* [Exercise]: Write out the entire listing below exactly, with the pictures left out.

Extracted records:
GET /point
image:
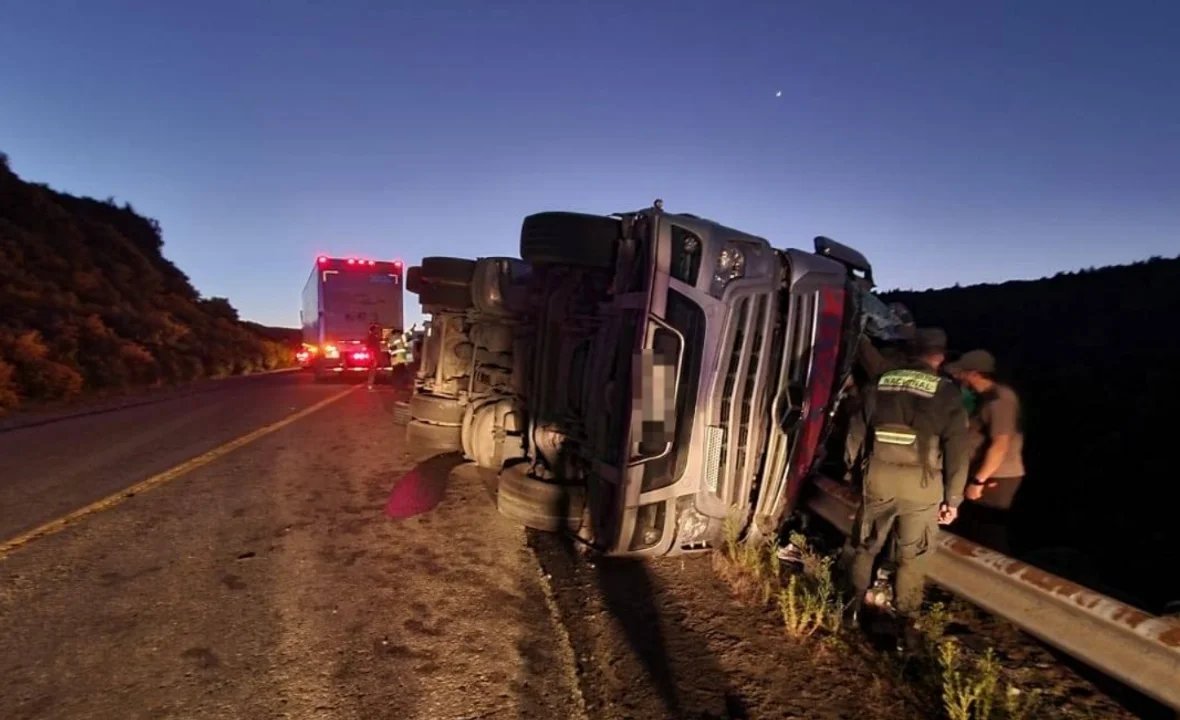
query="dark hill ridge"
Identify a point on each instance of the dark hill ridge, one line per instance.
(1094, 355)
(89, 303)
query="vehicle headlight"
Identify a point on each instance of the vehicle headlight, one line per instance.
(731, 266)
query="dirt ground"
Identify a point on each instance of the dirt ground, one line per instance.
(668, 639)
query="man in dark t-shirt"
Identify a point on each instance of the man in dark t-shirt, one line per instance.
(997, 451)
(373, 342)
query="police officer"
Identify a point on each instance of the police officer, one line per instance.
(915, 430)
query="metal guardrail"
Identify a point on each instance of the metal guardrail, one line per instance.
(1134, 647)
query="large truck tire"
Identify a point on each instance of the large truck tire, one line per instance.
(446, 282)
(570, 239)
(441, 298)
(538, 504)
(436, 408)
(447, 270)
(424, 437)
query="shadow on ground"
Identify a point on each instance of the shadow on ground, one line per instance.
(637, 655)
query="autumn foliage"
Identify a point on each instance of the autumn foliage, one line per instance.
(89, 303)
(1094, 357)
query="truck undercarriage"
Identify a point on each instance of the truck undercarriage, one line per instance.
(653, 377)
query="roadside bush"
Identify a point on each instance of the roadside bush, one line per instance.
(8, 397)
(89, 303)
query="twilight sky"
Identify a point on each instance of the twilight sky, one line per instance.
(951, 142)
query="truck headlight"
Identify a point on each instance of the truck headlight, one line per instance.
(731, 266)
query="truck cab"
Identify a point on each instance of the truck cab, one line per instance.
(683, 373)
(343, 296)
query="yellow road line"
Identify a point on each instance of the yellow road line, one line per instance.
(111, 501)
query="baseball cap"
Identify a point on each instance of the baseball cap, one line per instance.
(929, 340)
(981, 361)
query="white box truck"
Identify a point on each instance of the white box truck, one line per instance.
(342, 298)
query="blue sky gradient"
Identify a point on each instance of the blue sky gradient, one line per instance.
(951, 142)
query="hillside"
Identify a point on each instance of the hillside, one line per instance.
(1094, 357)
(89, 303)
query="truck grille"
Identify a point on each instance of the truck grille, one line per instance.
(739, 403)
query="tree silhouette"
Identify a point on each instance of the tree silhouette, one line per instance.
(1093, 357)
(89, 303)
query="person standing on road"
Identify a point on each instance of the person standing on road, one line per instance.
(373, 345)
(997, 462)
(916, 444)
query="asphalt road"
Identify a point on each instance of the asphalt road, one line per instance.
(319, 571)
(267, 583)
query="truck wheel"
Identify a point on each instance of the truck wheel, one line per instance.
(414, 280)
(447, 270)
(569, 239)
(426, 437)
(445, 296)
(538, 504)
(436, 408)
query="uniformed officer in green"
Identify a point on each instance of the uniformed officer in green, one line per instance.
(916, 444)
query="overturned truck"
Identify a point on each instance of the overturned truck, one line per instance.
(637, 379)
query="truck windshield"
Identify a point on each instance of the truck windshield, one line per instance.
(688, 319)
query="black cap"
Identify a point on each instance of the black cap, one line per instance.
(929, 340)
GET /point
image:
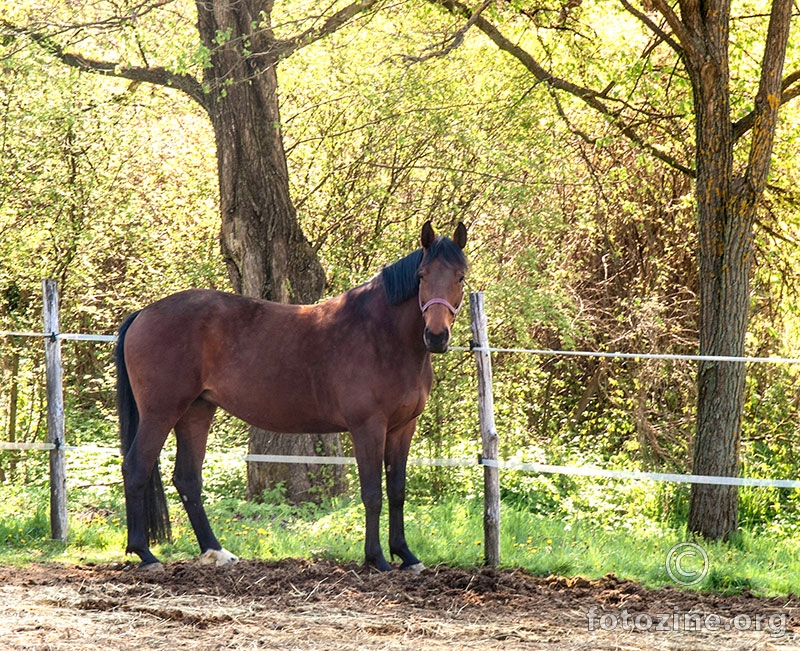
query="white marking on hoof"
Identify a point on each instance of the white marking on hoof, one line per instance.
(218, 557)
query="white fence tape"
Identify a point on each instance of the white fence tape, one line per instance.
(663, 356)
(582, 471)
(541, 468)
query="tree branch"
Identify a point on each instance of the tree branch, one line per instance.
(653, 27)
(590, 97)
(788, 93)
(768, 99)
(154, 75)
(284, 47)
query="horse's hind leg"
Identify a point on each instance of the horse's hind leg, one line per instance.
(137, 468)
(192, 435)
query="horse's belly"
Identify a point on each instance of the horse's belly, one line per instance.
(281, 414)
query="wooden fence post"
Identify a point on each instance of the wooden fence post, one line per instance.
(489, 438)
(55, 412)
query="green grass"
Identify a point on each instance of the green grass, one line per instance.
(446, 532)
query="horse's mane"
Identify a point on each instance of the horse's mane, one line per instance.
(401, 279)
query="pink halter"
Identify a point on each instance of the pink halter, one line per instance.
(441, 301)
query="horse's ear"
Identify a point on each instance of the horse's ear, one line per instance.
(428, 235)
(460, 236)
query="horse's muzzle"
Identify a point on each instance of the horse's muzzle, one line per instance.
(436, 343)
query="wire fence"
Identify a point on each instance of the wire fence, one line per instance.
(57, 445)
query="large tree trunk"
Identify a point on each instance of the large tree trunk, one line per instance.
(724, 249)
(726, 215)
(265, 250)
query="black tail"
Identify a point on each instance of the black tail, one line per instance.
(157, 513)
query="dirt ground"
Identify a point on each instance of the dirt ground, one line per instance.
(302, 605)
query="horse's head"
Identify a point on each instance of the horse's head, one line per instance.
(441, 284)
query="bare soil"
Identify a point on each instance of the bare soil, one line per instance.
(296, 604)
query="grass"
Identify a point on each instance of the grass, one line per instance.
(444, 532)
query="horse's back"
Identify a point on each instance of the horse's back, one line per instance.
(258, 360)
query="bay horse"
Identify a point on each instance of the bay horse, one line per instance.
(358, 362)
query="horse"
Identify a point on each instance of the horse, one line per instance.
(358, 362)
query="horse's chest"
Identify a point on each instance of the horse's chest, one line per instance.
(410, 394)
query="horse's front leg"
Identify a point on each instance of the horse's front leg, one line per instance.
(398, 443)
(368, 444)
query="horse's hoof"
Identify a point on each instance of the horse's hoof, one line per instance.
(218, 557)
(416, 568)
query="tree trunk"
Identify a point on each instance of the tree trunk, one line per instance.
(265, 250)
(726, 217)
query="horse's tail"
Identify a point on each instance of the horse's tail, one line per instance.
(155, 501)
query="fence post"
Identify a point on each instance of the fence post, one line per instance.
(489, 438)
(55, 412)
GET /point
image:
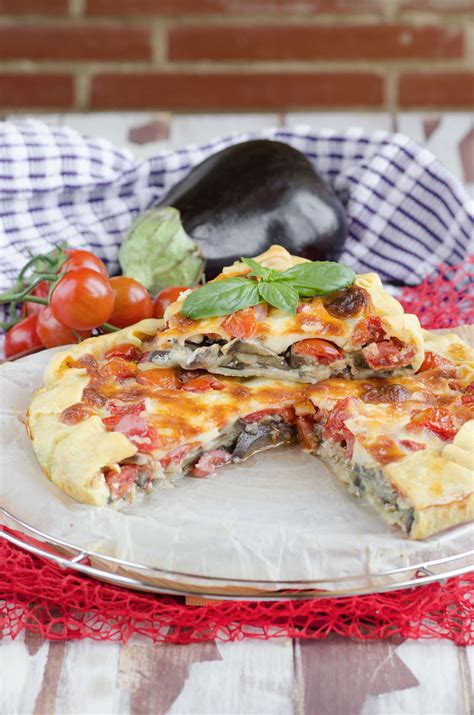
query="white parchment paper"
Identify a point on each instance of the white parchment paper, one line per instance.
(279, 516)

* [Result]:
GET /point
image:
query="dark hill ridge"
Identify a point on each instance of the dark hill ridge, one line per instance.
(1094, 355)
(89, 303)
query="vehicle headlight"
Identify a point on each instance of the vehicle headlight, one line per instance.
(731, 266)
query="dirt ground"
Identify a point on each instance of the dirt ground, one line per instance.
(668, 639)
query="man in dark t-shirt"
Identify a point on each instance of the man in dark t-shirt, one line per instance.
(997, 451)
(373, 342)
query="police officer"
Identify a point on each instance of the police officer, one line per instance.
(915, 430)
query="metal guardrail"
Identify a point on each instance of the metal guardrail, one line per instance.
(1134, 647)
query="large truck tire"
Identify a point on each instance of the large truck tire, one line per instance.
(446, 282)
(570, 239)
(441, 298)
(538, 504)
(436, 408)
(447, 270)
(424, 437)
query="shadow on ground"
Identify a point on each instance of the shadow on ground, one line per instance.
(637, 655)
query="autumn foliage"
Identify a point on each instance of the autumn foliage, one line per instance.
(89, 303)
(1094, 357)
query="truck undercarriage"
Identify a point on each instance of the truck undercarriage, one line per instance.
(653, 377)
query="roadside bush"
Identify a point on each instance of the roadside bush, one line per instance.
(8, 397)
(89, 303)
query="twilight sky"
Identify a point on each instance of the twilight sky, one line per instance.
(951, 142)
query="truck headlight"
Identify a point on each instance of the truck headlight, one line per instance.
(731, 266)
query="truck cab"
Identify a point on each instance of the truck cab, one line per instance.
(683, 373)
(343, 296)
query="yellow road line"
Identify a point on each instance of the yellow road line, one line per instance.
(111, 501)
query="baseball cap"
Identify a point on each instance of the baseball cap, one line per instance.
(929, 340)
(981, 361)
query="white box truck"
Identify a point on each instance of the white box truck, one line per instance.
(342, 298)
query="blue sky gradient"
Identify a point on each instance of the blue sky gradient, one line per instance.
(951, 142)
query="hillside"
Identify a point on each instance of the hillside, one line per instance.
(1094, 357)
(89, 303)
query="truck grille"
Identify a point on each instance of the truck grille, one line per instance.
(739, 403)
query="tree silhouette"
Identify a point on each instance of the tree silhouette, one line per instance.
(1093, 357)
(89, 303)
query="person standing on road"
Identify a point on each instance of the person standing on road, one line per instance.
(373, 345)
(997, 462)
(916, 444)
query="asphalt road"
Identify a point on each instance of the asphalt road, one line per instance.
(319, 571)
(267, 583)
query="truck wheel"
Identify a point on each instance of the truck wheel, one line per instance.
(414, 280)
(447, 270)
(569, 239)
(426, 437)
(445, 296)
(538, 504)
(436, 408)
query="uniformed officer in green"
Identify a point on each instance of the uniformed officer in green, one line per instance.
(916, 444)
query="overturned truck"
Identify a point on each instance of the overturned truck, one line per instance.
(637, 379)
query="truck windshield"
Identify a point on each instance of the truck windshield, one line per instance.
(688, 319)
query="black cap"
Identify a point on each instance of the black cap, one line per instance.
(929, 340)
GET /point
image:
query="white marking on hoof"
Identify a point on each instance of the white marking on hoof, one line per instance.
(218, 557)
query="white fence tape"
Identify a point on each instance of the white fence tape, one line per instance.
(663, 356)
(582, 471)
(541, 468)
query="tree branch"
Identify a point on each instance of the tree branch, one line per instance.
(653, 27)
(590, 97)
(788, 93)
(768, 99)
(154, 75)
(284, 47)
query="horse's hind leg"
Identify a point on each instance of the horse's hind leg, one line per instance.
(137, 468)
(192, 435)
query="horse's belly"
Identify a point on each instance of the horse's belly, one line per instance.
(281, 414)
query="wooden fence post"
Identify a point on each instance of the wooden fence post, one line per instance.
(489, 438)
(55, 412)
query="green grass"
Identify a point on each instance of the green grass, one line per instance.
(446, 532)
query="horse's mane"
Identify a point on each instance of the horse's mane, one line per instance.
(401, 279)
query="pink halter"
Identify a point on each instance of the pink halter, one line per instance.
(441, 301)
query="horse's ear"
Identify a point on each instance of the horse's ear, one line per instance.
(428, 235)
(460, 236)
query="horse's muzzle"
Identify a point on each instance of the horse's muzzle, one line per instance.
(436, 343)
query="wire fence"
Identify a point on each instance of the wire fence, one line per instance.
(57, 445)
query="large tree trunk"
Identify a point on each instance of the large tree trunk, one line per instance.
(724, 249)
(726, 215)
(265, 250)
query="black tail"
Identify a point on each instance of the black tail, one line per instance.
(157, 513)
query="dirt ground"
Identify a point on each instance of the dirt ground, one line per instance.
(302, 605)
query="horse's head"
Identify a point on each instance of the horse's head, one line per instance.
(441, 284)
query="bare soil"
Identify a point on each instance of the bare soil, one line per instance.
(296, 604)
query="grass"
Identify a point on each instance of the grass, one line per instance.
(444, 532)
query="horse's back"
Identify a point on each instance of the horse's back, one line per instance.
(258, 360)
query="bay horse"
Identify a point on each instance of the bay horse, one line per instance.
(358, 362)
query="horse"
Identify a point on each instance of the horse, one line per instance.
(358, 362)
query="horse's chest"
Identify a point on each instance of the horse's chest, one line per instance.
(410, 394)
query="horse's front leg"
Identify a point on each instance of the horse's front leg, one line per instance.
(398, 443)
(368, 444)
query="horse's hoof"
Identify a point on each instance of the horse's hoof, one line per instance.
(218, 557)
(416, 568)
query="tree trunk"
Identify a point on each instance of the tree trunk, one line per instance.
(265, 250)
(726, 217)
query="horse's tail"
Identify a point on each instance of the horse's tail, one line per instance.
(155, 501)
query="fence post"
Identify a point on each instance of the fence post, one line per instance.
(489, 438)
(55, 412)
GET /point
image:
query="white parchment paper"
Identify a point on each instance of the white parchment paper, one line per instance.
(279, 516)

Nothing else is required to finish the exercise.